-- Input data follows --
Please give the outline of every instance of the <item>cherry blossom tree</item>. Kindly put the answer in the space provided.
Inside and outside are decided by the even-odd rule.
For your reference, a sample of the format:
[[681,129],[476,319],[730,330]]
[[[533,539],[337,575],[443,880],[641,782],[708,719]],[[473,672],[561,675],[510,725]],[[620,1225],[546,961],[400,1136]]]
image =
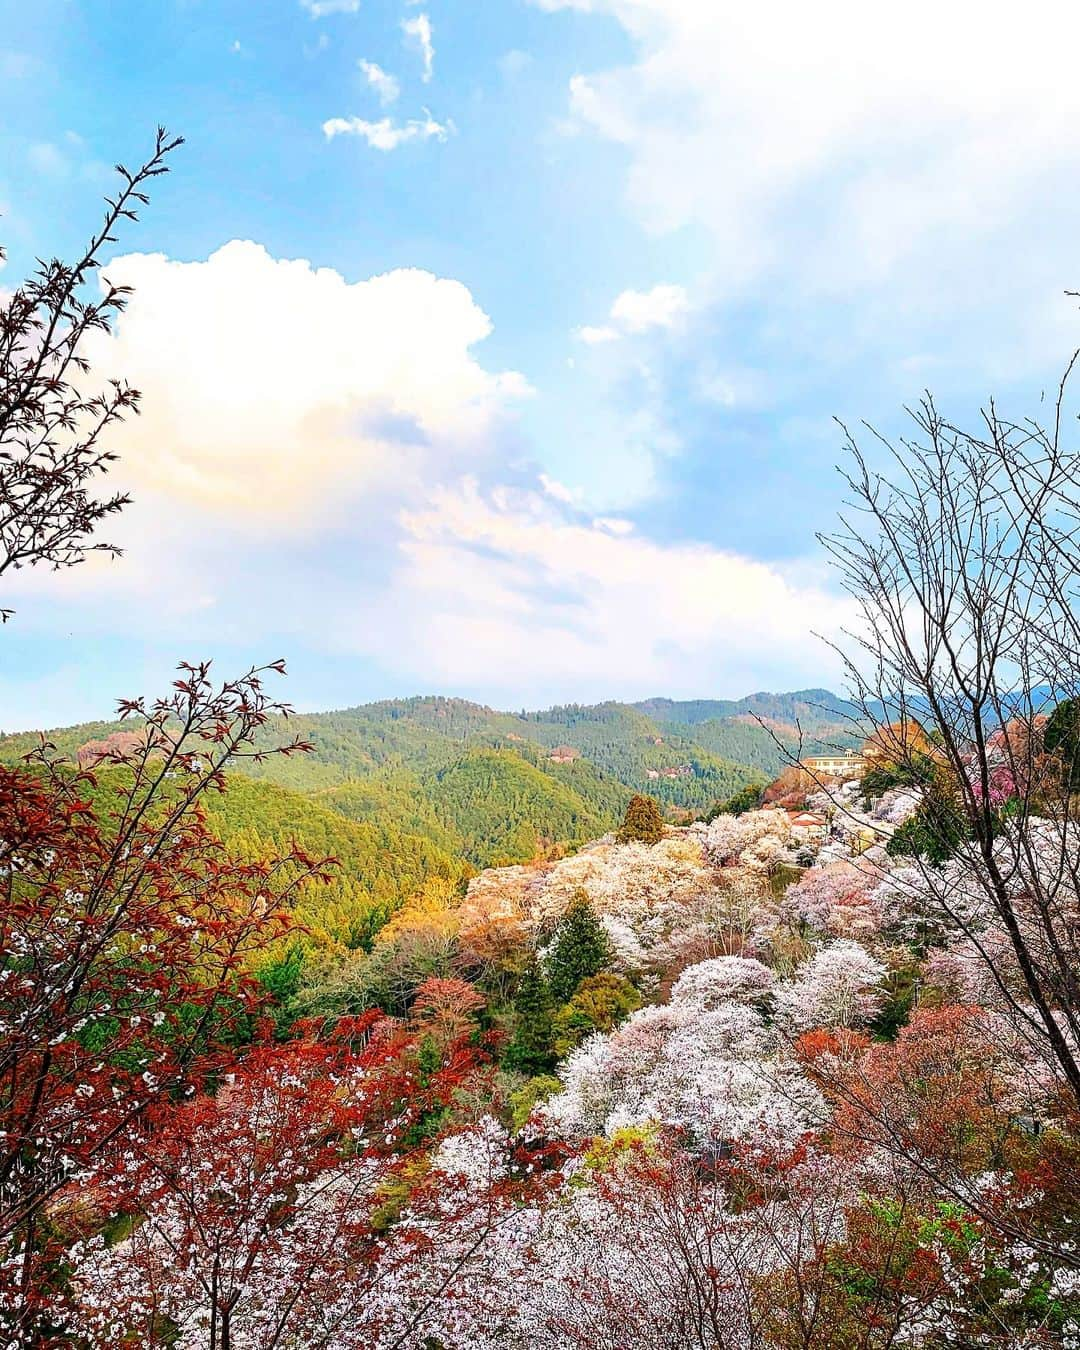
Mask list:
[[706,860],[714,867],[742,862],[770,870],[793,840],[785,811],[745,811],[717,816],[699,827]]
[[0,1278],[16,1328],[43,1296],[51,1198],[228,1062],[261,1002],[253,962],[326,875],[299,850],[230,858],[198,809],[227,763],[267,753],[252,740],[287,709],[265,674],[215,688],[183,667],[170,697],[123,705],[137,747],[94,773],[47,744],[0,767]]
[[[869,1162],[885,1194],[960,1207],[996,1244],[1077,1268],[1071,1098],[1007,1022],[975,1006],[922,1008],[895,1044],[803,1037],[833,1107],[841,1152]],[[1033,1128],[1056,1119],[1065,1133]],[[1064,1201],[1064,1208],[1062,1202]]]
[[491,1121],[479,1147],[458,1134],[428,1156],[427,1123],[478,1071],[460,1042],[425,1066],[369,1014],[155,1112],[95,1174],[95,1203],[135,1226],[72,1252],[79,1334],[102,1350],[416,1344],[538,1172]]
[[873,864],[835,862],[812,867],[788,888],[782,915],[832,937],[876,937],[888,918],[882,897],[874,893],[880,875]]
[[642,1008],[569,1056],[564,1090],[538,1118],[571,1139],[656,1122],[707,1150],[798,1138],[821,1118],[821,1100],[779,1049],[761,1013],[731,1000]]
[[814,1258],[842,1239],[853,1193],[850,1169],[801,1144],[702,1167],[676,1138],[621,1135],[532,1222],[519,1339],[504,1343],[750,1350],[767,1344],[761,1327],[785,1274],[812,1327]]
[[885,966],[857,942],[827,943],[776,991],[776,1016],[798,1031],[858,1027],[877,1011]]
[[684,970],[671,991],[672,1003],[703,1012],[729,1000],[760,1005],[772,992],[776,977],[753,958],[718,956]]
-- Input data concluded --
-- Input data follows --
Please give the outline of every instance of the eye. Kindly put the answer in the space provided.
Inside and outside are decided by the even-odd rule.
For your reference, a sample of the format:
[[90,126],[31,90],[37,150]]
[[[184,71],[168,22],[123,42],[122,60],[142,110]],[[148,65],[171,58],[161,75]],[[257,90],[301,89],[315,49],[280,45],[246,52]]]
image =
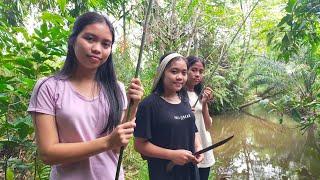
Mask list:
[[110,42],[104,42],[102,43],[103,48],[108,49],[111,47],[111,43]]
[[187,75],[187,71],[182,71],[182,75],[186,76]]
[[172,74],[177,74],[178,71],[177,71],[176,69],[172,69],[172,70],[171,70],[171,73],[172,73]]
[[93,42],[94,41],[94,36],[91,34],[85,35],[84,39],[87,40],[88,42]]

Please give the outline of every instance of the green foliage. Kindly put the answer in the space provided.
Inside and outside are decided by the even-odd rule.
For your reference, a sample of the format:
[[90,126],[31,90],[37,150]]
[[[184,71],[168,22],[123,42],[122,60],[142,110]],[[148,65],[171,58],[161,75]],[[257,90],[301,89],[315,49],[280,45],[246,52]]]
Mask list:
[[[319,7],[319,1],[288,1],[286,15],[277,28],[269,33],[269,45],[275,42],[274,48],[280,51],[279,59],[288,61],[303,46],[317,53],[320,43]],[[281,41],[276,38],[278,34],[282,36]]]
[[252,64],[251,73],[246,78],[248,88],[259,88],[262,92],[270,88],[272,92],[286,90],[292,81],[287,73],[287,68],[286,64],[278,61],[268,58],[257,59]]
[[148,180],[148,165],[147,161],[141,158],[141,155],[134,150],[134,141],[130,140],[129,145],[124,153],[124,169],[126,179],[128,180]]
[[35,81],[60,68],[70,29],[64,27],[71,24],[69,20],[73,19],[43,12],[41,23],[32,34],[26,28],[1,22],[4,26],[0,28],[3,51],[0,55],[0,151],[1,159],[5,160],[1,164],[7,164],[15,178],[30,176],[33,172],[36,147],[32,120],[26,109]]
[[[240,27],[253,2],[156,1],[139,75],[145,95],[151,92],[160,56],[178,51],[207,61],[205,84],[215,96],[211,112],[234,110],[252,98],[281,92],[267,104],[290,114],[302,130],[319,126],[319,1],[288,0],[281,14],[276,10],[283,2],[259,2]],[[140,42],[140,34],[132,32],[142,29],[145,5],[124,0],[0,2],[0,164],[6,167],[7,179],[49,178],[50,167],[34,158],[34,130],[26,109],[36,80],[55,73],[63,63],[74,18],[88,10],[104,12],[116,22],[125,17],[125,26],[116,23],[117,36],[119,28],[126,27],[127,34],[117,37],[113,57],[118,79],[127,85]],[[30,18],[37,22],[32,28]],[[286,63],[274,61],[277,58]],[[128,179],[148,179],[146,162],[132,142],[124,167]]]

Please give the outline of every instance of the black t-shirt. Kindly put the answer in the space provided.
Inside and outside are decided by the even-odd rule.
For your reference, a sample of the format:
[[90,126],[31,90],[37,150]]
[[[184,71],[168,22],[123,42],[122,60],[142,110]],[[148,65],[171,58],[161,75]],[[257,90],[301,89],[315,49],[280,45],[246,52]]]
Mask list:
-- Input data concluded --
→ **Exercise**:
Could you work out how many lines of the data above contain the word "Kindly"? Give only the number.

→ **Task output**:
4